START Excerpt

If you lie to yourself, think “oh, 2 teaspoons of butter is the same as 1 teaspoon”, or fudge things for the fuck of it, you WILL NOT LOSE WEIGHT. It’s not NEGOTIABLE. It is SCIENCE. The numbers are what they are. Weight loss is NOT easy. It is the hardest accomplishment you will likely ever achieve, but the point is, it is not some unicorn-like fantasy object. It can be done. Knowledge and effort are all you really need.
I think Weight Watchers, Jenny Craig, and any of those organizations are a good start, but if you do not learn food values and how to count calories and BE accountable, I guarantee you, that weight will come back if you ever go off those organizations’ systems. Now comes the struggle of, at 67, trying to teach my father all these things.
My gift today is to all the parents out there who have kids, who are overweight, and who are kidding themselves about it.

END Excerpt

**Problems to solve**
(a) From the weight-loss excerpt, reproduce word for word the part that opens with the words containing "I think Weight" and closes with "themselves about it.".
(b) According to the weight-loss excerpt, what are all you really need to lose weight?
(c) Please carry the weight-loss excerpt forward from its final sentence.

START Data listing

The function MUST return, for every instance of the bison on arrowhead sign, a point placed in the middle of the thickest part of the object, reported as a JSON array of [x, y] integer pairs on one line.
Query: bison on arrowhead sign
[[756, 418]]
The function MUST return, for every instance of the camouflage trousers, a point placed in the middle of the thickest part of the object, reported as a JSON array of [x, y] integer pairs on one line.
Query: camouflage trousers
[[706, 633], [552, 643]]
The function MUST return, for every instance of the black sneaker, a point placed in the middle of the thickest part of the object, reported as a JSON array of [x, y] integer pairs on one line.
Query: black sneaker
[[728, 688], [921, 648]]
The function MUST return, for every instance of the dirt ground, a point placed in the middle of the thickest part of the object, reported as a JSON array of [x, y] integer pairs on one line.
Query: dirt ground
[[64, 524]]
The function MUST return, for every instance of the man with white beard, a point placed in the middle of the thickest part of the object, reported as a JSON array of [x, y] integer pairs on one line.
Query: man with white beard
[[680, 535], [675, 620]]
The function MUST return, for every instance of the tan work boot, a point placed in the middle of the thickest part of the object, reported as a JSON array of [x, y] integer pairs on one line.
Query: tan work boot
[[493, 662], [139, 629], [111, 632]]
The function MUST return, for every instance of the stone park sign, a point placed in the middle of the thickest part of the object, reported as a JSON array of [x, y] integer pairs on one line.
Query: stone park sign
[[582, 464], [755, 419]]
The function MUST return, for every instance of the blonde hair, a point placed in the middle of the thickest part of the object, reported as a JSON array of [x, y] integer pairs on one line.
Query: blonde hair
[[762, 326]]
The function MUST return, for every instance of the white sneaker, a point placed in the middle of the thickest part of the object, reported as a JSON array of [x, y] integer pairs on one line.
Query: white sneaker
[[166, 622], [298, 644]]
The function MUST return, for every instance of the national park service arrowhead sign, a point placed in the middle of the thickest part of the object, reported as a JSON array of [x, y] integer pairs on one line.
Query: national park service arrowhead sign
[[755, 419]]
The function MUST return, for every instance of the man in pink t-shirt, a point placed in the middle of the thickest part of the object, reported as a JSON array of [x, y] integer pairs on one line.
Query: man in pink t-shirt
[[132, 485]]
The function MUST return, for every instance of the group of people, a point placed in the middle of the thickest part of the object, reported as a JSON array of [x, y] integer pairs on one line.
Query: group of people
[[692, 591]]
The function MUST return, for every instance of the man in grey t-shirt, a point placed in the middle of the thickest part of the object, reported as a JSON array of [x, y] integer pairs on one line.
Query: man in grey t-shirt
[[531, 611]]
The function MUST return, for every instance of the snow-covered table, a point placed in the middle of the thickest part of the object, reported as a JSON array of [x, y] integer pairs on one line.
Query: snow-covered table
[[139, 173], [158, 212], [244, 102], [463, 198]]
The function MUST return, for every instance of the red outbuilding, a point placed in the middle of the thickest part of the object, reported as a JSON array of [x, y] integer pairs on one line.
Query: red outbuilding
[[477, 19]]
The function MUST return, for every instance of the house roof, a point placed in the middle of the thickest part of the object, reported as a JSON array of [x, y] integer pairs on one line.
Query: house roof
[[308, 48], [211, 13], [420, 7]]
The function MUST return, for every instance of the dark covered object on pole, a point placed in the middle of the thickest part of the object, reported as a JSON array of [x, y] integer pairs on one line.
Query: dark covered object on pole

END Data listing

**Responses to the tasks**
(a)
I think Weight Watchers, Jenny Craig, and any of those organizations are a good start, but if you do not learn food values and how to count calories and BE accountable, I guarantee you, that weight will come back if you ever go off those organizations’ systems. Now comes the struggle of, at 67, trying to teach my father all these things.
My gift today is to all the parents out there who have kids, who are overweight, and who are kidding themselves about it.

(b) Knowledge and effort.

(c)
Parents: You need to know how I, as a grown daughter, feel about this. I was riding on a skytrain yesterday, watching this young girl with her fit father and the fun, playful relationship they had. I’ve never, ever had that. When you take the ability to “do” things out of a relationship, all you’re left with is talk. My father and I have almost nothing in common except that we love each other and are smart people. Aside from that, nothing. I feel like I was robbed of a life with him. I feel like I’ve been ripped off, like he cheated me.
He’s never been a happy man, his insecurities have always shown. We could never enjoy meals out or go to movies or anything like that, because we couldn’t be sure he’d fit anywhere. Relationship? What relationship? I don’t even know what it’s like to go on a walk with my father, or play ball. The last time I “played” with him, I was 5 or 6.
And the legacy passed on to me? Of what, a predisposition to diabetes? A tendency to eat without accountability? A life of insecurity, inadequacy, illness, and shame? Because that’s honestly almost all my father and I ever shared. We were both fat. We both felt out of place in our worlds, burdensome. We felt we had nothing to give others.
I don’t feel that way anymore. But he still does.
His almost-death two years ago and my realization that I was getting dangerously close to his condition last year is what spurred me to finally take action.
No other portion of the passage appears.